Task to complete: Reproduce verbatim the part of the data that begins with the line containing "Expected: one point per instance of the mountain, each" and ends with the line containing "(1079, 339)", both lines included. Output only those lines.

──────── Task material ────────

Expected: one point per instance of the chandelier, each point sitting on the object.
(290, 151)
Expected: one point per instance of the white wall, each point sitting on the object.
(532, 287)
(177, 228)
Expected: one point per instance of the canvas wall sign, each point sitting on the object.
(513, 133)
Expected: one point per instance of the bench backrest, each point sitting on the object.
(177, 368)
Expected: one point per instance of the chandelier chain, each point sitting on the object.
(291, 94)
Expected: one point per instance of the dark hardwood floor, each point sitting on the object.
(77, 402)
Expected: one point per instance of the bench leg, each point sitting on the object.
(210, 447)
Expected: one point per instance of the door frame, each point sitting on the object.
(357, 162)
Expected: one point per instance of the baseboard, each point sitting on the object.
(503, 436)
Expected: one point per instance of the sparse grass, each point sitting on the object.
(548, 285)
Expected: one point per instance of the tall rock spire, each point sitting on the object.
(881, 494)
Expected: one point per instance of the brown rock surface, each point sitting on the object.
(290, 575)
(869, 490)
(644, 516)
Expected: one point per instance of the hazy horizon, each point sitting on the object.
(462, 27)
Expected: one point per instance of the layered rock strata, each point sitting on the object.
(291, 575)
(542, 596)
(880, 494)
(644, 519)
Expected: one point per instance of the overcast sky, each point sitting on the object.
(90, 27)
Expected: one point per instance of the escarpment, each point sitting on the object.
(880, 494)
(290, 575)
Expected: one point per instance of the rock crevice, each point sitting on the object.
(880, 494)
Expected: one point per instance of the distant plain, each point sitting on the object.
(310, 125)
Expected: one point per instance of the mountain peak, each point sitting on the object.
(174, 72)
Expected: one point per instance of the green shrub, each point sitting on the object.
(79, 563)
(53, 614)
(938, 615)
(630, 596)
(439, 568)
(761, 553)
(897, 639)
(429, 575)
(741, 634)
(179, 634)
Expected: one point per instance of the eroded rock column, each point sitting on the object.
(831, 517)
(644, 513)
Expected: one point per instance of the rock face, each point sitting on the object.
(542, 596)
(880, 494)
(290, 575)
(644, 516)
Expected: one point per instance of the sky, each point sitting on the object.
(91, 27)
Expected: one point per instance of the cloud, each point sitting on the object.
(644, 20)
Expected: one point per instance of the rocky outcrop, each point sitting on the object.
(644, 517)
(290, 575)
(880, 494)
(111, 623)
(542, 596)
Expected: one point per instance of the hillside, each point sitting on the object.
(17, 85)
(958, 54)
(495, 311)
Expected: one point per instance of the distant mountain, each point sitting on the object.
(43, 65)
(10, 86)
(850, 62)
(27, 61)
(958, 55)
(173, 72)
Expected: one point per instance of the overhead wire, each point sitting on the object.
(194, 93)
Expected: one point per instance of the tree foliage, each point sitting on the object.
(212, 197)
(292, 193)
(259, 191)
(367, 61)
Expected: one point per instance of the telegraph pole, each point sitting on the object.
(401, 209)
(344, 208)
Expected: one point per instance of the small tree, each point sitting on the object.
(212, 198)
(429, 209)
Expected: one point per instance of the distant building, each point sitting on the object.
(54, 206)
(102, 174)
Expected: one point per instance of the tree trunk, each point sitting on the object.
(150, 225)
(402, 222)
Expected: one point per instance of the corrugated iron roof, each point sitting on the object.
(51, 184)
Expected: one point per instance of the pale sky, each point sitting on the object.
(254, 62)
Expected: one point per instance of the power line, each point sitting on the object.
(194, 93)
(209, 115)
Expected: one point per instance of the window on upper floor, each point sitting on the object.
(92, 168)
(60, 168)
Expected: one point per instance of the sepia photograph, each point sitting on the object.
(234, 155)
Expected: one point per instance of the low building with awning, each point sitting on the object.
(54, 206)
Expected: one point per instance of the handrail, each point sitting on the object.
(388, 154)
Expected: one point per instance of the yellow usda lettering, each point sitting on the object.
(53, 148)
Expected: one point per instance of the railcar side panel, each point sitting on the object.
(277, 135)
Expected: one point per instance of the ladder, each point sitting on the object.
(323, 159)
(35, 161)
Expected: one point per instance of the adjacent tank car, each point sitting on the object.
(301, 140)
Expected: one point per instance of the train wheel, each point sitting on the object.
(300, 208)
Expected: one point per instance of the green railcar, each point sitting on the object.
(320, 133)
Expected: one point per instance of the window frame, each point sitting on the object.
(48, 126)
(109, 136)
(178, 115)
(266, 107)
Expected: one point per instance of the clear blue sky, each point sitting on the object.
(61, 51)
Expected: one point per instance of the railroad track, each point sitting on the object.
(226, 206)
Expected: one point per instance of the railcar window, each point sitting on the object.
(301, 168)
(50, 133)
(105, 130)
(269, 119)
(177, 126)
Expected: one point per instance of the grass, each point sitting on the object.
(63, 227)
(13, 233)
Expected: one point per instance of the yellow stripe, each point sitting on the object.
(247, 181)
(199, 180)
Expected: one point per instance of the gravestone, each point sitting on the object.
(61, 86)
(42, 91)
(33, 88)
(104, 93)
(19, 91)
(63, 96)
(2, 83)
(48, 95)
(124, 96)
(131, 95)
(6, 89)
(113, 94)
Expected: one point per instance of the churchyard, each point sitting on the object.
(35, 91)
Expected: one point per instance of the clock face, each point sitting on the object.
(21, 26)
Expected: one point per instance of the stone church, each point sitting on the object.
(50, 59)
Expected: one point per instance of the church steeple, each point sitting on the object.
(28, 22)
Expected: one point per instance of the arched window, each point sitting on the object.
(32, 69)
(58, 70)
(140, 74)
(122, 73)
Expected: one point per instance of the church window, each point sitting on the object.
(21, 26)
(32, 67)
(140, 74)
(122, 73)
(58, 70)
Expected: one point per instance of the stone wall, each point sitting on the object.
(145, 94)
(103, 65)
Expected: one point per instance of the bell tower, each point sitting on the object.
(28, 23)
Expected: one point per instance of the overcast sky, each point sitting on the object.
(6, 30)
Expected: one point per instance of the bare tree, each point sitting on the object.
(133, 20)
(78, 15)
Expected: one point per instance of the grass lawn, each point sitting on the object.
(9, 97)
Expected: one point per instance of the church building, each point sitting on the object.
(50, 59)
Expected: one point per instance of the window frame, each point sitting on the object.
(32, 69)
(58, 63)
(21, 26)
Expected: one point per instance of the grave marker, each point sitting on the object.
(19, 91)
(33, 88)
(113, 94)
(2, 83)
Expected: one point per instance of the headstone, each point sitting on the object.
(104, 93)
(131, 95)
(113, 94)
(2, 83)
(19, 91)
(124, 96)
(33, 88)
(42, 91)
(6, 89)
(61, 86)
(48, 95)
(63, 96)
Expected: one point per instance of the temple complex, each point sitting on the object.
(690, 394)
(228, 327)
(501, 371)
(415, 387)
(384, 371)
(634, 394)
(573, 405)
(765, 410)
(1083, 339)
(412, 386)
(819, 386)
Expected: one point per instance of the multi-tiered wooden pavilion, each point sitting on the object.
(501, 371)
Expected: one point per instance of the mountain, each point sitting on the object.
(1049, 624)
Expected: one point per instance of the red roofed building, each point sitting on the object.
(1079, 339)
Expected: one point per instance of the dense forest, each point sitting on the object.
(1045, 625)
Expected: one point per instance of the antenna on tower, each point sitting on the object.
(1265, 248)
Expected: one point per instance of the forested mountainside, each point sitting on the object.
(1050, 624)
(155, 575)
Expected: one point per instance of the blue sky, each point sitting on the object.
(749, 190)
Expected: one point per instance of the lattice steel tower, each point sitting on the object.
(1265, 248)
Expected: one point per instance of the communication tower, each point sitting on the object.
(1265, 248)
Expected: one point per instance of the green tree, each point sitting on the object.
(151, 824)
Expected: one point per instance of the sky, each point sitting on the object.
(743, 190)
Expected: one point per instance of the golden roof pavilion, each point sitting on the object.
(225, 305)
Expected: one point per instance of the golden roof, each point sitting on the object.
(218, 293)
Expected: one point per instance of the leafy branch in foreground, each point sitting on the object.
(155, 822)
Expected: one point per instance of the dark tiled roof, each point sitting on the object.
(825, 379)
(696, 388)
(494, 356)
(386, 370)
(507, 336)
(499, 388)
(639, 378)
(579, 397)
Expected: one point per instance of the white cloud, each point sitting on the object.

────────

Written solution:
Expected: one point per instance of the mountain, each point sitting on the object.
(1049, 624)
Expected: one point per instance of the red roofed building, each point sitting on the object.
(1079, 339)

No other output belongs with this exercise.